Pointing data
##############################

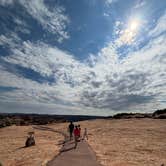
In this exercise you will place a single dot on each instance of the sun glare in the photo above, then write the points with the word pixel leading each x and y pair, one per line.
pixel 129 34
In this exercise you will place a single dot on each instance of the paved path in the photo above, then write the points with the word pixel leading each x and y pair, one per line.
pixel 81 156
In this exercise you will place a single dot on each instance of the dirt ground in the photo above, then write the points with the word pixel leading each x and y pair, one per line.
pixel 12 141
pixel 132 142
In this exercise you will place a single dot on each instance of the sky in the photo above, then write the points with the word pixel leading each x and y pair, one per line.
pixel 88 57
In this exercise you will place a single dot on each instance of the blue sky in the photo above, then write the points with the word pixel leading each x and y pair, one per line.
pixel 97 57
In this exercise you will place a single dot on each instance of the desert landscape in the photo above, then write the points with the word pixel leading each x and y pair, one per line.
pixel 128 142
pixel 116 142
pixel 12 142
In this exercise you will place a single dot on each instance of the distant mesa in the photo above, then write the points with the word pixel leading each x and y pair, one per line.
pixel 36 119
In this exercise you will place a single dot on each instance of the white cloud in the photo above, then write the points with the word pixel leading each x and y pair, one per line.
pixel 140 4
pixel 160 26
pixel 54 20
pixel 137 82
pixel 51 18
pixel 6 2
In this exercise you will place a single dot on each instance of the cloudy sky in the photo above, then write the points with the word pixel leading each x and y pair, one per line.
pixel 94 57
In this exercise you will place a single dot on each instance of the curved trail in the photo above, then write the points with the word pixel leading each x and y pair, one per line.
pixel 83 155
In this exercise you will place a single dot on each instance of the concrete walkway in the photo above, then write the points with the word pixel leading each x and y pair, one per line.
pixel 81 156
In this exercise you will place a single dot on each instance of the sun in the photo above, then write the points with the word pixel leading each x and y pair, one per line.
pixel 128 35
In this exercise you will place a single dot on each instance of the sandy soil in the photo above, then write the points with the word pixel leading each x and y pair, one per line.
pixel 135 142
pixel 132 142
pixel 12 140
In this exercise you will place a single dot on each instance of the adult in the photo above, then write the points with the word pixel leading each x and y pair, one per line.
pixel 76 135
pixel 71 128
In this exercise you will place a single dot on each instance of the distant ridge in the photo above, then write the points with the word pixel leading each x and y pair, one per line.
pixel 7 119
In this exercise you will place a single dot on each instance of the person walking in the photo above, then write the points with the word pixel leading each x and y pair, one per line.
pixel 76 135
pixel 85 135
pixel 79 128
pixel 71 128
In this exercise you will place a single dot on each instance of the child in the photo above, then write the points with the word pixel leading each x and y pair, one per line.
pixel 76 135
pixel 85 134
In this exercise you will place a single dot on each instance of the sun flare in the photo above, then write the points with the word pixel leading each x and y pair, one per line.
pixel 129 34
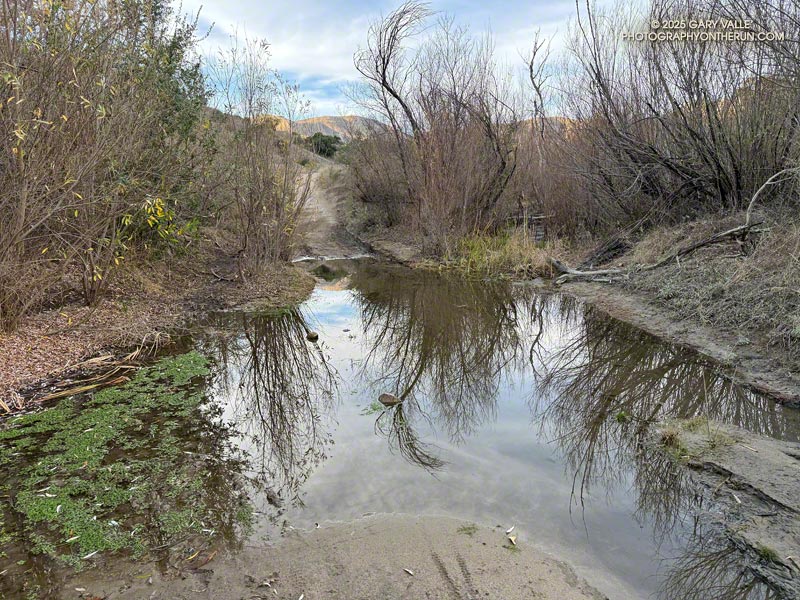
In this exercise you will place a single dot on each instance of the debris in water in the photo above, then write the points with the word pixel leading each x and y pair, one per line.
pixel 389 399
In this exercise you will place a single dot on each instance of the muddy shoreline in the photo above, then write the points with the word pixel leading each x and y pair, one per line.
pixel 750 363
pixel 62 346
pixel 372 558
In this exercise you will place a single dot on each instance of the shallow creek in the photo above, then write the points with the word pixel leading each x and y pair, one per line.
pixel 519 408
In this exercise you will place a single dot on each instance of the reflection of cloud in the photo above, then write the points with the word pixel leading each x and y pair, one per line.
pixel 329 310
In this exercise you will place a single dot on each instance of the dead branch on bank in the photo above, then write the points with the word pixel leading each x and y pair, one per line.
pixel 738 234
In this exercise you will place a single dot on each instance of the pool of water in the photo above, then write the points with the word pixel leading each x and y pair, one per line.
pixel 519 408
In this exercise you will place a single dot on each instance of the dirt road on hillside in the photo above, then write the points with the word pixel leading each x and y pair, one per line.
pixel 321 223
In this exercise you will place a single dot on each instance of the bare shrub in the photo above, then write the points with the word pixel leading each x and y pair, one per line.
pixel 672 130
pixel 264 183
pixel 452 116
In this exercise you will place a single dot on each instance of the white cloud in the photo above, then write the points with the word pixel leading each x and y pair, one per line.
pixel 314 40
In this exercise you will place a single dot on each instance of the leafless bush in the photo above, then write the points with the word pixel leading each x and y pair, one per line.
pixel 670 130
pixel 94 96
pixel 452 115
pixel 266 185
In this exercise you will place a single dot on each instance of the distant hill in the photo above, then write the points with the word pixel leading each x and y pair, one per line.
pixel 345 127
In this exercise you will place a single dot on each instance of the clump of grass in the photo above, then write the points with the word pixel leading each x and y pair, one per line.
pixel 696 423
pixel 671 440
pixel 373 408
pixel 766 553
pixel 513 253
pixel 98 465
pixel 726 287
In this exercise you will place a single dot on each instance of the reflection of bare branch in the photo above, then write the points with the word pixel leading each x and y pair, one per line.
pixel 712 569
pixel 280 387
pixel 441 339
pixel 394 425
pixel 604 388
pixel 599 396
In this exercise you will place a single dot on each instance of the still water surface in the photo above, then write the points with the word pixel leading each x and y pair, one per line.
pixel 520 408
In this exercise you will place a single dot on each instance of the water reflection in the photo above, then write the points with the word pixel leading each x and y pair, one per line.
pixel 445 345
pixel 278 390
pixel 523 404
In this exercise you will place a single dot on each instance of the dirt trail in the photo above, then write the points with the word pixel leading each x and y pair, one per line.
pixel 364 560
pixel 320 223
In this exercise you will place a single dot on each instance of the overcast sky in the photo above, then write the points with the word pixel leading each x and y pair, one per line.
pixel 313 41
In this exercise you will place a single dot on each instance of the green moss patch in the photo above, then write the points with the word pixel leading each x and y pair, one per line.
pixel 129 469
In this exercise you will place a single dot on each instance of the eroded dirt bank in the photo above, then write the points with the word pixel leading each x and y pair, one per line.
pixel 144 305
pixel 750 362
pixel 750 485
pixel 368 559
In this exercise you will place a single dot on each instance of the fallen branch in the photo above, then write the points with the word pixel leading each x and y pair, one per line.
pixel 739 234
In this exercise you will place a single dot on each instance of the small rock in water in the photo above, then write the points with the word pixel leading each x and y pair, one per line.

##############################

**Task requirements:**
Copy out the data above line for line, without changing a word, and leave out the pictures.

**Reply:**
In this exercise you will place a single dot on each instance of the sun glare in the photo above, then write the points with the word pixel leading each x and y pair, one per line.
pixel 129 34
In this exercise you will place a single dot on each instance of the paved path in the photo above, then write the points with the word pixel leading each x and y pair, one per line.
pixel 81 156
In this exercise you will place a single dot on each instance of the dirt ground in the photo above, then write the points with the word pixel leading each x and y pair, one per line.
pixel 12 141
pixel 132 142
In this exercise you will place a single dot on each instance of the sky in the photo above, then write the points with the word pixel leading each x and y pair, one per line.
pixel 88 57
In this exercise you will place a single dot on each instance of the blue sky in the photo above, then write the points with the word pixel leading each x and y pair, one per line.
pixel 97 57
In this exercise you will place a single dot on each instance of the desert landscape in the photo above, then write the points with the word pixel leading each x and y pair, one per line.
pixel 128 142
pixel 116 142
pixel 12 142
In this exercise you will place a single dot on each instance of the distant mesa in the photo above, then write the points with the word pixel leading each x and y pair, one per line.
pixel 36 119
In this exercise you will place a single dot on each instance of the white cloud in the photo above, then write the points with the word pixel leading each x and y pair, one per line.
pixel 140 4
pixel 160 26
pixel 54 20
pixel 137 82
pixel 51 18
pixel 6 2
In this exercise you will place a single dot on each instance of the cloudy sky in the photo above, then write the points with the word pixel leading each x and y pair, one per line.
pixel 94 57
In this exercise you will place a single dot on each instance of the curved trail in the photo above, then write the points with the word pixel leading each x and y pair, one per line.
pixel 83 155
In this exercise you will place a single dot on each instance of the concrete walkway in the photo above, then write the points with the word pixel leading each x and y pair, one per line.
pixel 81 156
In this exercise you will place a single dot on each instance of the sun in the photo above, then write the points with the word pixel leading each x and y pair, one per line.
pixel 128 35
In this exercise you will place a single dot on each instance of the sandy soil in the photo above, then write the points with the word pixel leading each x and y pair, one per line.
pixel 135 142
pixel 132 142
pixel 12 140
In this exercise you will place a single dot on each instance of the adult in the photo above, then write the points with the word pixel leading each x and y pair, one per line.
pixel 76 135
pixel 71 128
In this exercise you will place a single dot on each instance of the distant ridge in the photo above, then write the points with the word pixel leading each x and y pair, one per line.
pixel 7 119
In this exercise you will place a single dot on each instance of the person walking in the photo above, then write the points with the word pixel leading each x and y pair, one per line.
pixel 76 135
pixel 85 135
pixel 79 128
pixel 71 128
In this exercise you will place a single dot on each instance of the child in the photo above, then write the points with the word pixel leading each x and y pair, one per line.
pixel 76 135
pixel 85 134
In this exercise you will place a single dot on each instance of the sun flare in the photo above, then write the points with the word pixel leading each x and y pair, one per line.
pixel 129 34
In this exercise you will place a single dot on each instance of the debris in water in the photo above, then write the points with the word pixel leading each x and y pair, one per line.
pixel 389 399
In this exercise you will place a single dot on each instance of the muddy shoreline in the photo above, then write the points with the word pixel leading each x and y pair, one per line.
pixel 750 363
pixel 62 346
pixel 372 558
In this exercise you will place a single dot on each instance of the shallow creek in the photo above, then write the points with the word pixel leading each x and y pair, one per line.
pixel 519 408
In this exercise you will place a single dot on each instance of the reflection of cloud in the photo above, then write the points with the word pixel leading each x and y pair, one per line.
pixel 329 310
In this exercise you will place a single dot on each instance of the dead branch on bank in the photo above, then write the points with the word pixel leading each x and y pair, one per line.
pixel 738 234
In this exercise you will place a single dot on each instance of the pool of water in the photo above, then write the points with the word pixel leading each x and y pair, one per line.
pixel 519 408
In this exercise you will place a single dot on each instance of the dirt road on hillside in the photo above, then write the points with the word pixel leading each x and y pair, one per line.
pixel 321 223
In this exercise you will place a single dot on each instance of the bare shrub in the photo above, then write the points with the word pixel leading each x and y pair, one per line.
pixel 672 130
pixel 264 183
pixel 452 116
In this exercise you will place a single dot on each instance of the white cloud in the photo above, then write the points with the word pixel leading each x and y pair, one per line.
pixel 314 40
In this exercise you will place a single dot on each instance of the leafless bush in the photo above, then write the points with the word pixel leading each x and y pair, one per line.
pixel 670 130
pixel 94 96
pixel 452 115
pixel 266 185
In this exercise you will place a single dot on each instance of the distant hill in the photo above, then write the points with the word pixel leading each x and y pair, one per line.
pixel 345 127
In this exercise you will place a single dot on each instance of the clump of grass in the photo above, then write the points with the word pixel leading each x and y pair, one per line.
pixel 696 423
pixel 671 440
pixel 373 408
pixel 766 553
pixel 513 253
pixel 98 465
pixel 726 287
In this exercise you will place a single dot on each instance of the reflection of bare branch in the photo above, then write the points with the word pixel leading each x and y pair, one per line.
pixel 712 569
pixel 280 387
pixel 441 339
pixel 394 425
pixel 604 388
pixel 599 396
In this exercise you will place a single dot on each instance of the still water surface in the photo above, then write the points with the word pixel leading each x and y pair, one per line.
pixel 520 408
In this exercise you will place a single dot on each instance of the water reflection in the photo above, then write the points with the word pixel leading each x and y pair, one per line.
pixel 445 345
pixel 278 390
pixel 523 404
In this exercise you will place a single dot on each instance of the dirt trail in the photo above, then write the points with the word pixel leading each x and y pair, one per line.
pixel 364 560
pixel 320 223
In this exercise you will place a single dot on each instance of the overcast sky in the photo above, then write the points with the word pixel leading each x and y pair, one per line.
pixel 313 41
In this exercise you will place a single dot on each instance of the green moss patch in the photo above, then write the points with the word pixel leading each x and y pair, one per line.
pixel 129 469
In this exercise you will place a single dot on each instance of the eroded dirt bank in the photo above, then write the points with the word pixel leading each x and y pair, one per line.
pixel 144 305
pixel 750 362
pixel 750 485
pixel 368 559
In this exercise you will place a single dot on each instance of the fallen branch in the photo above, then write the points with the word pixel leading each x and y pair, one per line.
pixel 739 234
In this exercise you will place a single dot on each instance of the small rock in water in the photo above, then write the points with the word pixel leading each x and y pair, one per line.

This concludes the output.